Goal of the exercise
Pick out every line of the listing below that contains the word "surfer", and copy each such line in full.

** start of Stored records **

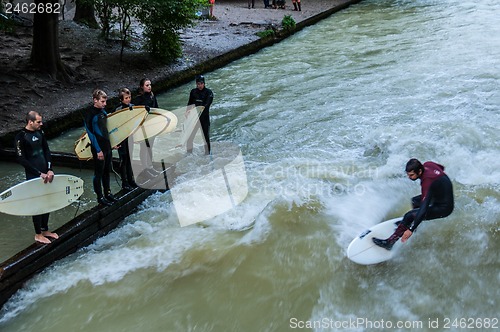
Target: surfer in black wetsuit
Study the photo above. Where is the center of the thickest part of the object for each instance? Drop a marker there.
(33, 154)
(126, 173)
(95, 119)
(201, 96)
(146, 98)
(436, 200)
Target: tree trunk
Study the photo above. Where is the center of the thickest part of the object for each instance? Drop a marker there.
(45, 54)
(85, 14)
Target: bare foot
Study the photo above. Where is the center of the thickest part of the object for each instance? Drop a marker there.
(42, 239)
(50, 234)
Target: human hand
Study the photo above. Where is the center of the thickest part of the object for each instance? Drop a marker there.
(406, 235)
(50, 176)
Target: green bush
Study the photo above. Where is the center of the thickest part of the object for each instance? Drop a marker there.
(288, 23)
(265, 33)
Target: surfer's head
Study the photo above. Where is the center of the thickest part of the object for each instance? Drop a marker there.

** end of Stored records **
** start of Stored records **

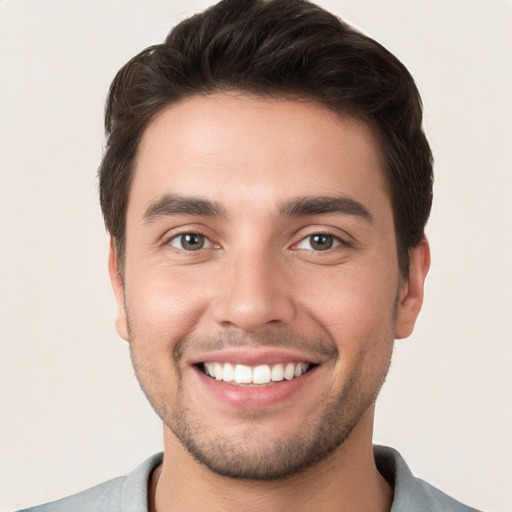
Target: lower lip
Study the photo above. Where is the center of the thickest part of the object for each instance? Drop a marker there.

** end of Stored records **
** start of Stored records **

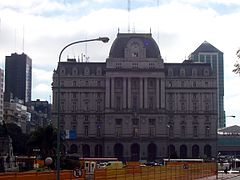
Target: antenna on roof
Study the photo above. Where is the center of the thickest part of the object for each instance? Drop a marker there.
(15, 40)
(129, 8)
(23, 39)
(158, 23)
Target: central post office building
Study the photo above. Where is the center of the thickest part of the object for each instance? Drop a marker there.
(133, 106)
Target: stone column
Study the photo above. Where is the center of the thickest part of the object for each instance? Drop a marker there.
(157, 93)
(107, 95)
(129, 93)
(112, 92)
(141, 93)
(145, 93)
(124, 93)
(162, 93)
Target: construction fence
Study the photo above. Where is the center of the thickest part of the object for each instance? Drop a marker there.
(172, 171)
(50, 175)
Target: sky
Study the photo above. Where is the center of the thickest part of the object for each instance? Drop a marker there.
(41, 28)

** end of Stored records **

Response
Target: surfer in black wetsuit
Target: surfer's head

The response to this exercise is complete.